━━ Passage provided ━━

The present invention overcomes the above problem by utilizing transistors as resistors in a circuit which provides protection for the integrated circuit module where the module is permitted voltage swings over a relatively narrow range.
FIG. 1 is a schematic representation of a display panel useful in practicing the invention;
FIG. 2 is another schematic representation of the display panel of FIG. 1 and circuit modules with which it may be operated;
FIG. 3 is a schematic representation of a circuit used in the system shown in FIG. 2; and
FIG. 4 is a schematic representation of a circuit used in the system of FIG. 2.
The present invention is useful to operate gas-filled display panels known as PANAPLEX panels which are shown in many patents including U.S. Pat. No. 3,868,535, which is incorporated herein by reference. Such a panel 10 is shown schematically in FIG. 1 and includes a gas-filled envelope which contains a plurality of groups of cathode electrode segments 26, corresponding cathode segments in each group being connected to a common cathode conductor 30. An external connection 36 is provided to each common cathode conductor so that each can be connected to a cathode drive circuit. In addition, an anode electrode 40 is provided in operative relation with each group of cathodes 26.
In one mode of operation of a panel of this type, groups of information signals are applied to the external cathode leads 36 and to the common cathode leads 30 inside the panel and thus to selected cathode segments 26 as each of the anode electrodes 40 is energized, in turn. Thus, as each anode electrode is energized, a character is displayed at each position in the panel by the particular cathode segments which are energized at that instant by signals applied to the conductors 36.

━━━

Instructions ::
- a) In the passage on gas-filled display panels, what are corresponding cathode segments in each group connected to?
- b) From the passage on gas-filled display panels, quote everything from "The present invention overcomes" down to "system of FIG. 2.".

━━ Data provided ━━

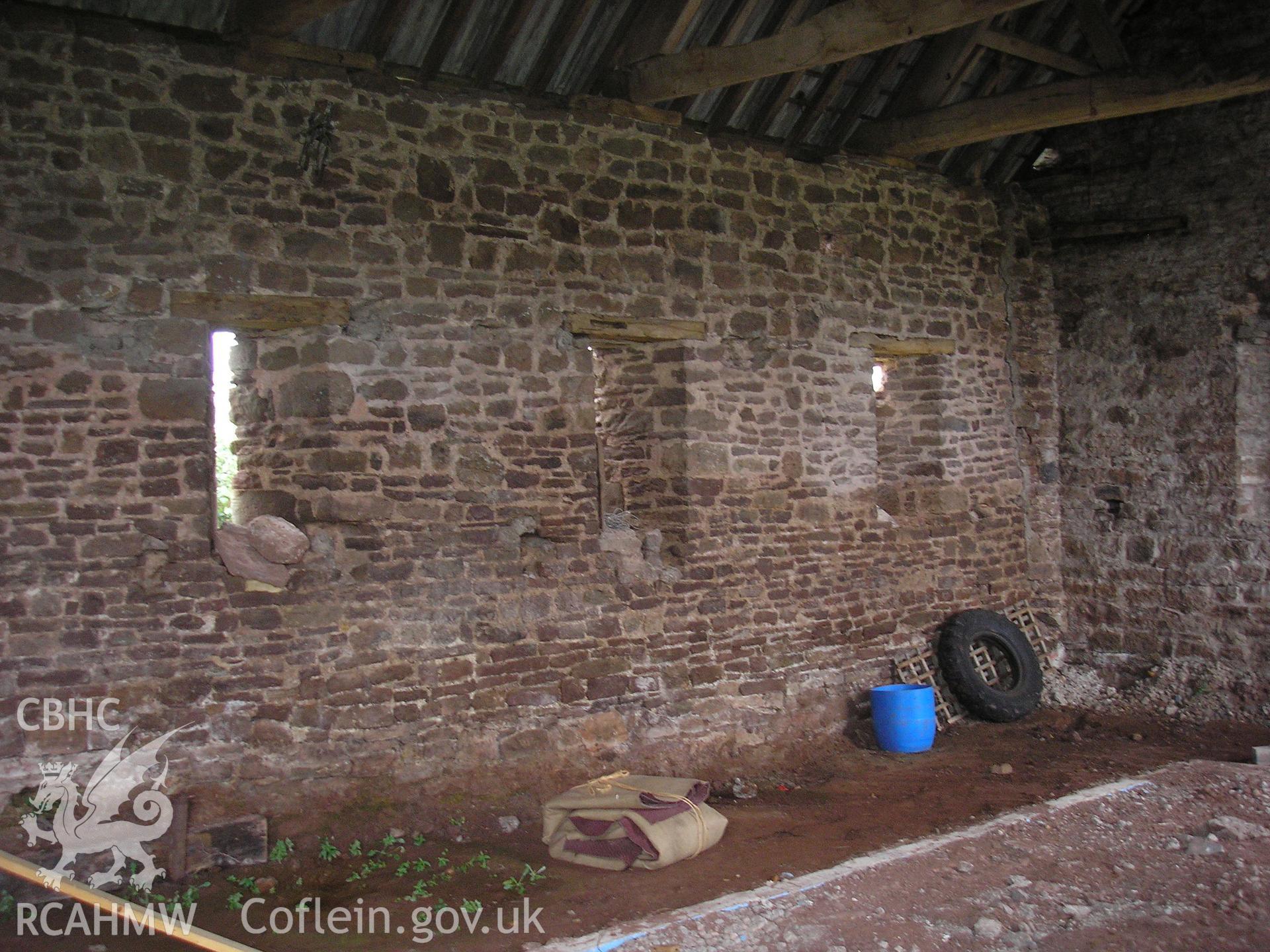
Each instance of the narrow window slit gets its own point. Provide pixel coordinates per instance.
(222, 424)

━━━

Responses to the tasks ::
- a) A common cathode conductor 30.

- b)
The present invention overcomes the above problem by utilizing transistors as resistors in a circuit which provides protection for the integrated circuit module where the module is permitted voltage swings over a relatively narrow range.
FIG. 1 is a schematic representation of a display panel useful in practicing the invention;
FIG. 2 is another schematic representation of the display panel of FIG. 1 and circuit modules with which it may be operated;
FIG. 3 is a schematic representation of a circuit used in the system shown in FIG. 2; and
FIG. 4 is a schematic representation of a circuit used in the system of FIG. 2.